**Work instructions**
Would you set down the lines running from the one that holds "Can you see the overhead" to the final line of the listing, both included, exactly and with no others?

↓↓↓

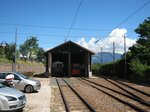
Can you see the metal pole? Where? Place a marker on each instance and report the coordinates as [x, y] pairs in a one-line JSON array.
[[125, 74], [114, 59], [15, 50], [101, 55]]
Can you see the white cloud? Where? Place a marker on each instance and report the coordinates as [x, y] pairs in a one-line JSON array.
[[115, 36]]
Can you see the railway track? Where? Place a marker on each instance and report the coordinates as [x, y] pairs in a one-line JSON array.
[[72, 99], [133, 101]]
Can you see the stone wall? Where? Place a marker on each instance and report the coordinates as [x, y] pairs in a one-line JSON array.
[[37, 69]]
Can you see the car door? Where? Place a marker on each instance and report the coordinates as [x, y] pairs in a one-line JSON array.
[[2, 77], [18, 82]]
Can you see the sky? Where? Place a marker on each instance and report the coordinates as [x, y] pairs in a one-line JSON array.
[[50, 21]]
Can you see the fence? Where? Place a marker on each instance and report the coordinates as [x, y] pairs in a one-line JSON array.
[[37, 69]]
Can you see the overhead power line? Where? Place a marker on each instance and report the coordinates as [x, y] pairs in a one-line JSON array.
[[54, 27], [74, 18], [52, 35], [126, 19], [136, 11]]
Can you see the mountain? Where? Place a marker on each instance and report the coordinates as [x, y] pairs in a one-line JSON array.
[[106, 57]]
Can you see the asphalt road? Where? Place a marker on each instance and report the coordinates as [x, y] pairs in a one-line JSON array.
[[39, 101]]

↑↑↑

**Task solution**
Can you see the overhead power line? Where? Place a marker on each instance and report the coordinates as [x, y] pairs in a one-line JSON array.
[[54, 27], [74, 18], [52, 35], [126, 19], [136, 11]]
Can you see the mountain? Where? Place a marker on each instance and report the coordinates as [x, y] pairs in a one-line JSON array.
[[106, 57]]
Can you see the asphalt road? Where? Place a marker on each instance and report the coordinates as [x, y] pairs in a one-line JSON array.
[[39, 101]]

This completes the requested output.